## WHAT YOU SHOULD DO
Repeat every record exactly as written, but leave out the pictures.

## EXTRACTED MATERIAL
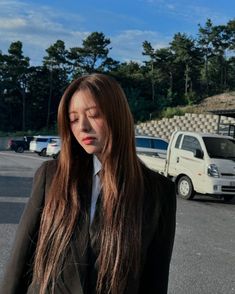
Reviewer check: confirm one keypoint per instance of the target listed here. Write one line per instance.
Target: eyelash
(96, 115)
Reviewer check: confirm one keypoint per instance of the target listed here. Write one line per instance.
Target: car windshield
(220, 147)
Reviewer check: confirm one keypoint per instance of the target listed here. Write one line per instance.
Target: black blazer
(81, 267)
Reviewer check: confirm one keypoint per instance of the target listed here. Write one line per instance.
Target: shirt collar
(96, 165)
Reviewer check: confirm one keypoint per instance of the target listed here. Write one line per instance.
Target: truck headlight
(212, 171)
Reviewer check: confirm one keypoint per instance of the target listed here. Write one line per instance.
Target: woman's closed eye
(73, 120)
(93, 113)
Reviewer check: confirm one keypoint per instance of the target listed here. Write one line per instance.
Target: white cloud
(37, 28)
(127, 45)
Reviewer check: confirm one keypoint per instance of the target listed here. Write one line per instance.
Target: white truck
(198, 163)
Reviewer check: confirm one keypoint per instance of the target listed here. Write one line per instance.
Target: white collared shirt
(96, 187)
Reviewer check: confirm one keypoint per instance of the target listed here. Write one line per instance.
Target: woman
(98, 220)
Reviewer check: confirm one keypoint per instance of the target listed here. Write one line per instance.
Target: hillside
(225, 101)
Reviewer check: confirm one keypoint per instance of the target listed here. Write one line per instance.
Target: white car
(53, 148)
(39, 144)
(151, 145)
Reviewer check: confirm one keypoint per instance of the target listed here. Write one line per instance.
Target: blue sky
(128, 23)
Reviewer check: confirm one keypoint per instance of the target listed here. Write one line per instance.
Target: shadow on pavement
(15, 186)
(10, 213)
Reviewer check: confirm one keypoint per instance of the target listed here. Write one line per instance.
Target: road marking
(14, 199)
(25, 156)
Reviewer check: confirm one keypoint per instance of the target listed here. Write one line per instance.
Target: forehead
(82, 100)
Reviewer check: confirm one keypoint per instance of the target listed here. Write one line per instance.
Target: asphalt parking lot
(203, 260)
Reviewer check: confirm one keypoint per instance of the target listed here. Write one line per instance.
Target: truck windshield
(220, 147)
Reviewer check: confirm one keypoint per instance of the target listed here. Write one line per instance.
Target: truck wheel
(20, 149)
(43, 152)
(185, 188)
(228, 198)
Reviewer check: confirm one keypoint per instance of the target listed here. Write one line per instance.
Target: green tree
(16, 68)
(57, 64)
(93, 55)
(187, 57)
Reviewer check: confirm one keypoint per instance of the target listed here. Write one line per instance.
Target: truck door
(187, 162)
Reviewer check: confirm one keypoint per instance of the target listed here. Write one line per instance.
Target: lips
(88, 140)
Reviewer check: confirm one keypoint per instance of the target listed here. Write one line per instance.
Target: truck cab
(199, 163)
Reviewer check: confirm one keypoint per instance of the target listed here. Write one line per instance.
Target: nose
(84, 125)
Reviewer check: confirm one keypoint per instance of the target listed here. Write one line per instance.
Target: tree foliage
(185, 72)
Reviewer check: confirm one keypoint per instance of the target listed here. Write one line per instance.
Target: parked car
(53, 148)
(198, 163)
(39, 144)
(20, 145)
(151, 145)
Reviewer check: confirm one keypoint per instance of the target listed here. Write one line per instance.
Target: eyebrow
(86, 109)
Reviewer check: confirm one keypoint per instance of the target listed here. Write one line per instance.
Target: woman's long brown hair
(122, 196)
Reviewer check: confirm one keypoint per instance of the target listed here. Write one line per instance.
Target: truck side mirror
(198, 153)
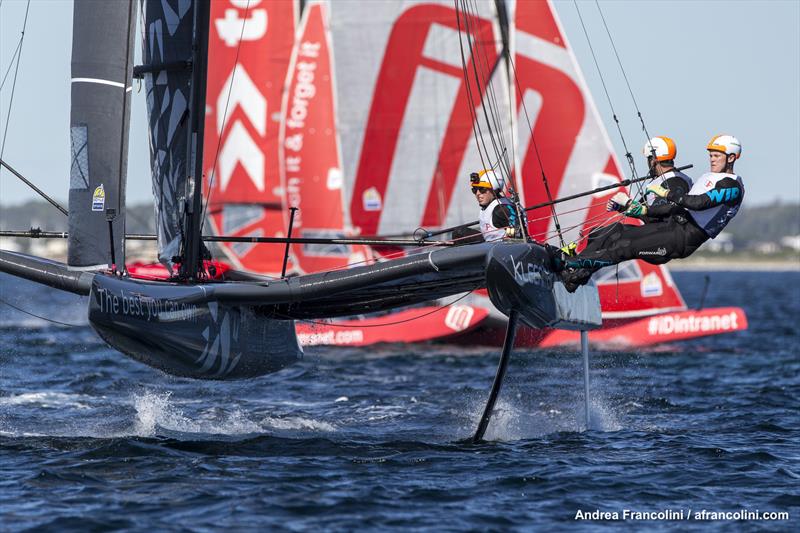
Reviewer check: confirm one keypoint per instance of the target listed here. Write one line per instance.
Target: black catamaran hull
(245, 328)
(203, 340)
(519, 277)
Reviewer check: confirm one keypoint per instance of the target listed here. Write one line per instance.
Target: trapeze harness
(692, 219)
(497, 216)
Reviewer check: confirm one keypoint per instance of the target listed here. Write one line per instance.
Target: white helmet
(664, 147)
(727, 144)
(488, 179)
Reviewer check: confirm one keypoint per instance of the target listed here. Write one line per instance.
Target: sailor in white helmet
(708, 206)
(498, 217)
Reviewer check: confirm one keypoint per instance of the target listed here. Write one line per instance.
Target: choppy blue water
(372, 439)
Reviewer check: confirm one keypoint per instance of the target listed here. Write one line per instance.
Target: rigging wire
(493, 107)
(482, 67)
(553, 213)
(41, 317)
(624, 75)
(476, 126)
(14, 83)
(628, 155)
(224, 120)
(11, 63)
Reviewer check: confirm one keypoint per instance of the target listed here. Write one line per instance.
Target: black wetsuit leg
(655, 243)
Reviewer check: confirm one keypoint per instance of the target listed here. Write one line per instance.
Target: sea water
(374, 439)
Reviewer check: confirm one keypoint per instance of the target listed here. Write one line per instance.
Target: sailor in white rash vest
(675, 228)
(498, 218)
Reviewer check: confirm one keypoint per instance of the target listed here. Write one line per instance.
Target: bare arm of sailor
(727, 191)
(504, 217)
(662, 207)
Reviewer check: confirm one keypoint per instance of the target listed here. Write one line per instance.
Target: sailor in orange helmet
(498, 217)
(675, 228)
(660, 153)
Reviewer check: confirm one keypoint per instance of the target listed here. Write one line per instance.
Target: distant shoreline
(735, 265)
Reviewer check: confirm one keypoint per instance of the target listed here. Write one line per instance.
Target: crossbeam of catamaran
(36, 233)
(623, 183)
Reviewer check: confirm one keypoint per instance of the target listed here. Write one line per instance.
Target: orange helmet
(664, 148)
(488, 179)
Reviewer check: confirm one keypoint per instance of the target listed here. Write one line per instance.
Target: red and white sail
(311, 169)
(577, 155)
(404, 111)
(250, 47)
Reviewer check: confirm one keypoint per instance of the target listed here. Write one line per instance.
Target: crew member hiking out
(677, 221)
(498, 216)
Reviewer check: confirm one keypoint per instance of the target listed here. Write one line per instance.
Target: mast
(191, 266)
(102, 62)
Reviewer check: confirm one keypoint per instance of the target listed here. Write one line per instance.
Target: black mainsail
(167, 31)
(102, 63)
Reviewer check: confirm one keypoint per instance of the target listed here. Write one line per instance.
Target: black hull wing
(202, 340)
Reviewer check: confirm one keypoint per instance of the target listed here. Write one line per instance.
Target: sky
(696, 68)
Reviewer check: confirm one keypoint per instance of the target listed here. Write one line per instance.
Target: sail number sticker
(99, 199)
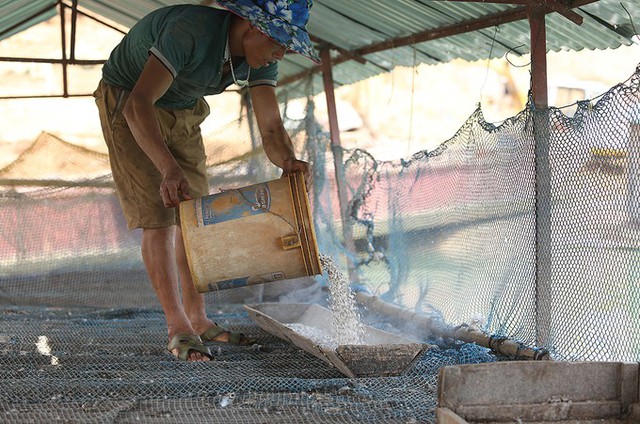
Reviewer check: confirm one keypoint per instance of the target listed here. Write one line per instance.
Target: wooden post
(541, 130)
(336, 148)
(63, 36)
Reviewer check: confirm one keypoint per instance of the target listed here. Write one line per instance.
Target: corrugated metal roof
(353, 25)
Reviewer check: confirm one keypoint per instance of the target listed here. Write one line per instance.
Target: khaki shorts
(136, 178)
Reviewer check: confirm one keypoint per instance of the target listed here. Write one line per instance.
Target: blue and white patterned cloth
(285, 21)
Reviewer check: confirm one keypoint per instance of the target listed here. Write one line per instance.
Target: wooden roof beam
(513, 15)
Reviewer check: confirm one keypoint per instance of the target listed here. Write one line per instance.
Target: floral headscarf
(284, 21)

## EXERCISE SOLUTION
Reviewer check: confirm one keypoint per instance of the target listed here. Write one line per instance.
Target: eyelash
(96, 115)
Reviewer check: confirm one keypoint per instance of the target listed here. Write one line per instance.
Target: car windshield
(220, 147)
Reviewer check: confirm one keypoint per instance of the target listed here. Write one line per instance.
Target: black blazer
(81, 267)
Reviewer check: confirm one keypoint per instance of the target listed here. Write one line per instance.
Target: shirt collar
(96, 165)
Reviewer check: confirm one keypoint per instance of the target listed here. Write one line per instance.
Target: truck headlight
(212, 171)
Reviewer check: confirm one keypoint per instance of the target listed here. Write one line per instance.
Target: woman's closed eye
(73, 120)
(93, 113)
Reviewer check: confirm one keypoint per instance of the target listed here. Write one line per instance.
Target: white cloud
(37, 28)
(127, 45)
Reviewer check: confirm one keypoint per instance of the target listed here. Write one line per instance.
Target: white truck
(198, 163)
Reviewer check: confirm one keypoint per instance of the target listed here. Write one line per instance.
Target: white collared shirt
(96, 187)
Reviewer check: confirm one keypoint per instance of the target listed here. Write one line per instance.
Target: woman
(98, 220)
Reviewer check: confirm one keypoint per instance of the target listed here. Write one line per instance.
Target: hillside
(225, 101)
Reviewer check: confirm one keypoint per instance of the target listed here. Write one line per instance.
Target: white car
(53, 148)
(39, 144)
(151, 145)
Reviewer check: confirm one keypoint per instance of the target listed here. Write one line per instance.
Target: blue sky
(128, 23)
Reviewer check: confirm one keypoint per instance of the target listed here. Write one line per instance.
Target: shadow on pavement
(15, 186)
(10, 213)
Reviewer check: confirm one keypoint per instance of the target listed here. Write one line per instance.
Target: road marking
(14, 199)
(25, 156)
Reviewer check: confirm one keypoint per instance of the target listed here. Write one line per instance.
Target: forehead
(82, 100)
Reviewer check: confirm one keypoint per instance of the target listed here. Write one line per instance.
Target: asphalt parking lot
(203, 260)
Reviewer check: confirm one keypoint per instance of the target listed here. Write one line per instance.
Target: truck windshield
(220, 147)
Reviewer check: confirm one keypoint per instance of the target listed here. Write one line per instance.
Target: truck wheel
(20, 149)
(43, 152)
(185, 188)
(228, 198)
Reviewer check: confirm one keypoint per instance of the target listed here. Write one line per instance.
Target: green tree
(16, 68)
(57, 64)
(93, 55)
(187, 57)
Reviewer check: confirm one keypoint per instance of the target listed here. Write one line per instance.
Target: truck door
(187, 162)
Reviewer check: confirm one keypoint per instance of the target listed here. Write one line per instance.
Target: lips
(88, 140)
Reviewer check: confirm one keypoint per instance of the target listed here. Write one line per instance.
Target: truck cab
(199, 163)
Reviewer check: confirm one keypoint per instance of the target listed here. Write one line per instance.
Target: nose
(84, 125)
Reviewer check: confirm one keypoint per instance of the target listed here. Write one line per instance.
Target: tree foliage
(185, 72)
Reviewer check: confirm one keypoint per instance of the target listed here. Write one line per instance.
Target: parked car
(53, 148)
(198, 163)
(39, 144)
(20, 145)
(151, 145)
Reviewer check: confirm one keypoint per instance of the target listed here. Write one line per instance.
Target: eyebrow
(86, 109)
Reviewer check: confirm one keypoint per instance of the target listed here. Write one line per instance.
Target: woman's long brown hair
(122, 196)
Reviewer check: confirm one keypoint per instance of the target listed here. Write one line per instance.
Target: truck side mirror
(198, 153)
Reviewer check: confirm one keypoint per instance of the target listed here. Write one line per instance.
Target: black catamaran hull
(245, 328)
(203, 340)
(519, 277)
Reviewer check: confirm one keypoint per instance of the target listed here. Write one line per instance.
Target: trapeze harness
(692, 219)
(497, 216)
Reviewer check: confirm one keypoint per instance of the target listed here. Write one line per instance.
Target: white helmet
(664, 147)
(727, 144)
(488, 179)
Reviewer check: confirm one keypoint per instance of the target listed here. Write one line per instance.
Target: sailor in white helmet
(708, 206)
(498, 217)
Reviewer check: confirm one keypoint per instance of the target listed here. Write one line per instance.
Target: choppy blue water
(372, 439)
Reviewer check: confirm one keypoint per instance of the target listed here. Write one line per instance.
Target: rigging wire
(493, 107)
(482, 67)
(553, 213)
(41, 317)
(624, 75)
(476, 126)
(14, 83)
(628, 155)
(224, 120)
(11, 63)
Reviewer check: confirm one keypoint per instance of the target listed here. Write one line per instance.
Target: black wetsuit leg
(655, 243)
Reviewer check: confirm one keypoint per instance of the target listed here. Write one line per instance.
Target: sea water
(374, 439)
Reviewer check: confirm one keypoint per instance of the target listed here. Write one line per instance.
Target: sailor in white rash vest
(675, 228)
(498, 218)
Reviewer check: confirm one keypoint per instance of the target listed here. Write one line per instance.
Target: bare arm of sailor
(727, 191)
(504, 217)
(662, 207)
Reviewer check: confirm one keypoint per instance of the target listed here. Write one line per instance.
Target: sailor in orange helmet
(498, 217)
(675, 228)
(660, 153)
Reviewer check: confirm one keypoint per instance of the target listed here. Write one line per instance.
Target: distant shoreline
(735, 265)
Reviewer check: confirm one keypoint per instance of the target listed here. Write one line per instance.
Target: crossbeam of catamaran
(36, 233)
(623, 183)
Reviewer check: confirm one keypoint per instance of the target listed here. Write one line per instance.
Target: orange helmet
(664, 148)
(488, 179)
Reviewer check: confirm one keypoint per instance of the target listed here. Write one line per instance.
Target: red and white sail
(311, 169)
(577, 155)
(404, 111)
(250, 47)
Reviewer check: confirm one keypoint per instance of the target listed here. Write one line per instance.
Target: crew member hiking out
(677, 221)
(498, 216)
Reviewer check: confirm one keypoint per instance of the target listed here. Write one line per instance.
Target: mast
(191, 266)
(102, 62)
Reviewer check: confirm one keypoint per instance of the target listed here. Write one line per instance.
Target: black mainsail
(167, 31)
(102, 63)
Reviewer check: confirm one keypoint per instance of the target listed here. Write one line per instance.
Target: black hull wing
(202, 340)
Reviewer check: confirm one keypoint per instance of the target listed here. Write one line per instance.
Target: sky
(696, 68)
Reviewer check: confirm one keypoint per instance of the target listed here. Write one line per instance.
Target: sail number sticker
(99, 199)
Reviewer check: confirm one keypoint per instance of the target listed here. Write one line per instance.
Target: wooden post
(541, 130)
(336, 148)
(63, 36)
Reviewer check: confirm one keypoint per instance of the target listed here. Write one line per instance.
Target: corrugated metal roof
(353, 25)
Reviewer check: confirm one keypoint per instance of the target listed here. Write one line per instance.
Target: khaki shorts
(136, 178)
Reviewer check: confirm one keypoint per instance of the target listed here. Write one line per instance.
Target: blue and white patterned cloth
(285, 21)
Reviewer check: confirm one keypoint per instance of the target listed here. Write one line per instance.
Target: wooden roof beam
(513, 15)
Reviewer check: confirm one keypoint per instance of the target listed here. Write one line per instance.
Target: floral headscarf
(284, 21)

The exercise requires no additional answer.